**Stored records**:
=-=-=

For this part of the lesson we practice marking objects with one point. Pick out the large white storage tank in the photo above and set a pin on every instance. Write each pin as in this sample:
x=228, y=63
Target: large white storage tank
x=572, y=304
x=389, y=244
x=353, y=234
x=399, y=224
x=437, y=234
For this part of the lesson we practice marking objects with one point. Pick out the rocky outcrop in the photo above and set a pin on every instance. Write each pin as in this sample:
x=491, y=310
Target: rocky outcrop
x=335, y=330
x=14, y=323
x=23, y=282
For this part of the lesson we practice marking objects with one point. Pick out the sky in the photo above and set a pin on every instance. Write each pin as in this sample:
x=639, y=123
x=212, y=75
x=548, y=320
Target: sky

=-=-=

**Requirement**:
Would you retype the records above without changing a word?

**Exercise result**:
For this part of the lesson we practice marking objects with one point. Pick out the large white storage tank in the photo above and set a pin on every instance. Write each pin as in this sample:
x=228, y=63
Target: large white storage tank
x=572, y=304
x=389, y=244
x=353, y=234
x=399, y=224
x=437, y=234
For this part of the lesson we practice marking objects with one point. Pick out the rocky outcrop in the photo above and set a pin on every instance. Write each pin as in this sample:
x=491, y=310
Target: rocky outcrop
x=335, y=330
x=14, y=323
x=23, y=282
For this part of the lesson we practice marking objects with one point. Pick out the sky in the photo above and set a pin on every instance. Write each pin as in this sample:
x=639, y=123
x=212, y=75
x=548, y=320
Target: sky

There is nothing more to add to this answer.